**DIRECTIONS**: Recast the listing below as a two-column CSV with the headers "request" and "answer," one row per request in the listing. Put each request's text and its answer in a single quoted field, turning line breaks into spaces.

[start PROVIDED MATERIAL]

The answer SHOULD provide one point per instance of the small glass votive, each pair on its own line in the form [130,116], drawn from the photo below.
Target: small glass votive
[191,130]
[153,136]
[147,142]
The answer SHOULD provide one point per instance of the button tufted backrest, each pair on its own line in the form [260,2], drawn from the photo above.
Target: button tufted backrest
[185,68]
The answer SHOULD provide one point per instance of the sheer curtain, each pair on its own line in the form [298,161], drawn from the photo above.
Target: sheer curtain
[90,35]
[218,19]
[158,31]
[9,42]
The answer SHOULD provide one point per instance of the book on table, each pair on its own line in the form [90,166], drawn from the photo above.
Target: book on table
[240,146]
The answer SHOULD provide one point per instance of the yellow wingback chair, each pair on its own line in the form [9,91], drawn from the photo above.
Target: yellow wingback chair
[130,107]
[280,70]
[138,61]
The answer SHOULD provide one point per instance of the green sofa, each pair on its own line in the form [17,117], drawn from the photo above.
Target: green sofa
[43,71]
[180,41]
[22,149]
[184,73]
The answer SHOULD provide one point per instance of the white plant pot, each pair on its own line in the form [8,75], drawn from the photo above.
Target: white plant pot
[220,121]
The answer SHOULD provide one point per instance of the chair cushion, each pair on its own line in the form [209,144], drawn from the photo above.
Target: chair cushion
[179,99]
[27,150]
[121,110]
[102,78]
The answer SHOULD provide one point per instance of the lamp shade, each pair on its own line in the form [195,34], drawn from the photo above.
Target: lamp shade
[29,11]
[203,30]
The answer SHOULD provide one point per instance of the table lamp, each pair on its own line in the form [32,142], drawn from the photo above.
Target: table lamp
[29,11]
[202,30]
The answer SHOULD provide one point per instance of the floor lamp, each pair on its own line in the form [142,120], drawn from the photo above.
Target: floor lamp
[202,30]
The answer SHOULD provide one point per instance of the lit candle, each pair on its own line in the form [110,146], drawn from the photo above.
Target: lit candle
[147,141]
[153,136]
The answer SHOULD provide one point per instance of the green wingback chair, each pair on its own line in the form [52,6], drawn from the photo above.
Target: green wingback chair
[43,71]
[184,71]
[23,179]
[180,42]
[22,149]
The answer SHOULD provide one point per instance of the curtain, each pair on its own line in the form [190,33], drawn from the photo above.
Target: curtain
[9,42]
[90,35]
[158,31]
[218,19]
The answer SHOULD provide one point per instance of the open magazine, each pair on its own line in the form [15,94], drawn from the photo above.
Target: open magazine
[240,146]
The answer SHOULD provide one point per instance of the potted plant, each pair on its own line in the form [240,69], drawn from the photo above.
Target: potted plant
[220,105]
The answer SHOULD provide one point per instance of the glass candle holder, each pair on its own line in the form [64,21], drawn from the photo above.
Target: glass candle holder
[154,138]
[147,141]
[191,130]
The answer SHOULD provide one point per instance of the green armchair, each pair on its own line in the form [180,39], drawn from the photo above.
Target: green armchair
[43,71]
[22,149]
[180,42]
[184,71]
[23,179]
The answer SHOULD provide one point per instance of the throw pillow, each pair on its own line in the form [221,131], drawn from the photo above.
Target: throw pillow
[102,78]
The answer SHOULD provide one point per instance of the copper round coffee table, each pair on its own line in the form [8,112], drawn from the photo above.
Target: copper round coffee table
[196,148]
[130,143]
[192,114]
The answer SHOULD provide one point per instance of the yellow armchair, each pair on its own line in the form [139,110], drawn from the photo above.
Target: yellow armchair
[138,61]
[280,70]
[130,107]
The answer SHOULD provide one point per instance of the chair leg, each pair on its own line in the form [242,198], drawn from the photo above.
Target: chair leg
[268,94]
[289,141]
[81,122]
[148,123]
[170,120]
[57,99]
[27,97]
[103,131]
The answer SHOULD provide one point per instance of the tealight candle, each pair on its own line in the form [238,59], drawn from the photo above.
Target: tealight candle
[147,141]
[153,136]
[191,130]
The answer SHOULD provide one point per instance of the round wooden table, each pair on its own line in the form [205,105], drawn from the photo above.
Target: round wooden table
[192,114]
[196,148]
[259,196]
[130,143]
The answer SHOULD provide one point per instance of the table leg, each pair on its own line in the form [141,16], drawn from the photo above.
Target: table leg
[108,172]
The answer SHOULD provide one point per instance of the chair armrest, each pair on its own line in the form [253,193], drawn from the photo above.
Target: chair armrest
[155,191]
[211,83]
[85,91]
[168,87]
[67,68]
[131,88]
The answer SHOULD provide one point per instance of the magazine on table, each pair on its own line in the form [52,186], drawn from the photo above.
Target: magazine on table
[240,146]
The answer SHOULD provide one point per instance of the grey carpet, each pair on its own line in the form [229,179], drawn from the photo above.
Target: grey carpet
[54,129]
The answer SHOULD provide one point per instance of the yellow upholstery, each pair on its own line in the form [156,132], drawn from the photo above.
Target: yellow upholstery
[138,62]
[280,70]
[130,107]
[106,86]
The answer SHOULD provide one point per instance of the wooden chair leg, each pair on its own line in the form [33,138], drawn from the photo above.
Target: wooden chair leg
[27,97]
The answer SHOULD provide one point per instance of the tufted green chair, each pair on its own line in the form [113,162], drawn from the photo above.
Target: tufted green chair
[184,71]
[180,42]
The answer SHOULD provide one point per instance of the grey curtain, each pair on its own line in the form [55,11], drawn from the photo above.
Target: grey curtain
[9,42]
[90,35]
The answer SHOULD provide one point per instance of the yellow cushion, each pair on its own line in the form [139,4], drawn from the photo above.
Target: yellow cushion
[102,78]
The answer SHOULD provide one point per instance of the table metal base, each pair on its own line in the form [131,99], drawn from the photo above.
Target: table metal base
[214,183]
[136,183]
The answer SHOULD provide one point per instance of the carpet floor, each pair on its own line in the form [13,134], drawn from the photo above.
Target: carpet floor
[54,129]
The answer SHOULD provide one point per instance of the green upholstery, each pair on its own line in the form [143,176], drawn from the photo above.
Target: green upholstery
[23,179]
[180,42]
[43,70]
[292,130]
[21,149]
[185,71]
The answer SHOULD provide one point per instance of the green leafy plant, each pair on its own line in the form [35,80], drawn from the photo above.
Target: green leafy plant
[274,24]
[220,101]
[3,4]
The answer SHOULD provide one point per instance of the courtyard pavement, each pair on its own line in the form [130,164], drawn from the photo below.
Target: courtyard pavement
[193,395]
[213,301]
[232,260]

[end PROVIDED MATERIAL]

**RESPONSE TO THIS TASK**:
request,answer
"The answer SHOULD provide one point per instance of the small glass votive, each pair on its own line in the form [130,116], drawn from the photo below. Target: small glass votive","[191,130] [153,136] [147,142]"
"The answer SHOULD provide one point per instance of the button tufted backrest, each pair on its own line in the form [260,2], drawn from the photo above. Target: button tufted backrest","[185,68]"
"The answer SHOULD provide one point per instance of the sheer curtain, each pair on its own line in the form [298,161], drawn from the photo above. Target: sheer curtain","[90,35] [218,19] [158,31] [9,42]"
"The answer SHOULD provide one point per instance of the book on table, each pair on its own line in the form [90,166], drawn from the photo above. Target: book on table","[240,146]"
"The answer SHOULD provide one point per instance of the yellow wingback chair, each pair on its own line in the form [9,91], drawn from the photo above. Target: yellow wingback chair","[130,107] [280,70] [138,61]"
"The answer SHOULD provide one point per instance of the green sofa, each pair on its own line in the form [17,117], drawn from the photo above. Target: green sofa","[43,71] [180,41] [22,149] [184,73]"
"The answer SHOULD provide one point per instance of the white plant pot, each pair on its own line in the form [8,75], drawn from the photo above. Target: white plant pot","[220,121]"
"The answer SHOULD provide one point per instance of the chair cushion, each pair on its own line in the form [209,144], drawn from the photo above. Target: chair cushion","[179,99] [27,150] [121,110] [102,78]"
"The answer SHOULD provide one point per instance of the lamp shade, each pair on its own line in the form [195,34], drawn from the photo above. Target: lamp shade","[29,11] [203,30]"
"The answer SHOULD provide one point per instance of the table lamp, each pair on its own line in the form [32,142], drawn from the photo above. Target: table lamp","[29,11] [202,30]"
"The answer SHOULD provide one point per instance of the floor lamp, each pair on its own line in the form [142,120], drawn from the photo above. Target: floor lamp","[202,30]"
"The answer SHOULD provide one point per instance of the lit candle, each pair on its own line in the form [110,146], drawn from the photo above. Target: lit candle","[147,141] [153,136]"
"The answer SHOULD provide one point per instance of the green wingback chair, each pair on its own line in the form [52,6], drawn from the photo above. Target: green wingback chair","[43,71] [184,71] [23,179] [180,42] [22,149]"
"The answer SHOULD provide one point per instance of the curtain, each pair on its own line in the form [190,33], drawn from the photo above. Target: curtain","[9,42] [90,35] [158,31] [218,19]"
"The answer SHOULD provide one point per instance of the open magazine, each pair on its own line in the form [15,94], drawn from the photo above. Target: open magazine","[240,146]"
"The answer SHOULD provide one point per instance of the potted plant, each pair on its own line in the form [240,69], drawn from the photo above. Target: potted plant","[220,105]"
"The answer SHOULD provide one point per instance of the glass candle holder, each pair on its own line in the form [64,21], drawn from the photo above. Target: glass candle holder","[154,138] [147,141] [191,130]"
"The answer SHOULD provide one point per instance of the green armchair, each pair on its own line in the form [180,39], drawn from the photo above. Target: green armchair","[43,71] [22,149] [180,42] [184,71] [23,179]"
"The answer SHOULD provide one point per instance of the throw pillow, each pair on its own line in the form [221,131], drawn from the photo above. Target: throw pillow","[102,78]"
"The answer SHOULD provide one point per instance of the copper round coffee table, each pair on its own line in the form [8,112], drawn from the photo above. Target: copper round coffee table","[196,148] [130,143] [192,114]"
"The answer SHOULD provide one point per instance of the yellow armchair, each pair on its own line in the form [139,110], drawn from the photo above. Target: yellow armchair","[138,61] [280,70] [130,107]"
"The answer SHOULD provide one point per instance of the chair leg, each pair on its own line in the form [242,198], drawn from the photo above. Target: chair leg","[268,94] [289,141] [81,122] [148,123] [170,120] [57,99] [27,97] [103,131]"
"The answer SHOULD provide one point per instance of the tealight candle, each pair on its own line in the form [238,59], drawn from the photo above. Target: tealight candle","[147,141] [153,136] [191,130]"
"The answer SHOULD provide one point per instance of the round wooden table, each pair on its own line in the form [205,105], drawn from the photo above. Target: round wooden table","[192,114] [196,148] [259,196] [130,143]"
"The answer SHOULD provide one point per instance of the table leg, each pair on its own line in the form [141,16], drawn from the photo above. Target: table leg","[108,172]"
"The answer SHOULD provide one point per instance of the chair armrest, each pair on its own line in the form [253,193], drawn from the photo above. Target: chair armrest","[155,191] [211,83] [85,91] [168,87] [67,68] [131,88]"
"The answer SHOULD provide one point per instance of the magazine on table, each pair on its own line in the form [52,186], drawn from the photo above. Target: magazine on table","[240,146]"
"The answer SHOULD provide one point per instance of the grey carpet, each pair on its own line in the form [229,179], drawn from the photo above. Target: grey carpet","[54,129]"
"The answer SHOULD provide one point per instance of the yellow upholstery, each pair on its own line in the form [156,132], drawn from the photo above. Target: yellow upholstery","[138,62] [280,70] [130,107] [106,86]"
"The answer SHOULD provide one point per instance of the wooden chair leg, each pair on its own line in the form [33,138], drawn from the photo above. Target: wooden chair leg","[27,97]"
"The answer SHOULD provide one point per instance of the tufted green chair, each pair on its own line in the form [113,162], drawn from the photo above. Target: tufted green chair","[184,71] [180,42]"
"The answer SHOULD provide one point per instance of the grey curtain, each pair on its own line in the form [55,11], drawn from the photo above. Target: grey curtain","[9,42] [90,35]"
"The answer SHOULD provide one point per instance of the yellow cushion, each pair on its own line in the form [139,4], drawn from the photo above. Target: yellow cushion","[102,78]"
"The answer SHOULD provide one point per instance of the table metal base, each pair on its own line in the form [131,99], drawn from the photo above. Target: table metal base","[214,183] [136,183]"
"The answer SHOULD provide one point per instance of the carpet floor, each pair on its own line in the form [13,134], drawn from the photo above. Target: carpet floor","[54,129]"
"The answer SHOULD provide one point per instance of the green upholstery, each pair on its own line in the form [143,176], drawn from the photo above. Target: green upholstery","[23,179] [180,42] [43,70] [292,130] [21,149] [185,71]"
"The answer SHOULD provide one point per instance of the green leafy plant, each pair on its own line in the form [35,80], drawn from the photo above. Target: green leafy plant","[274,24] [220,101] [3,4]"
"The answer SHOULD provide one point per instance of the courtyard pavement, each pair on its own line in the form [130,164], drawn from the photo below. Target: courtyard pavement","[193,395] [213,301] [232,260]"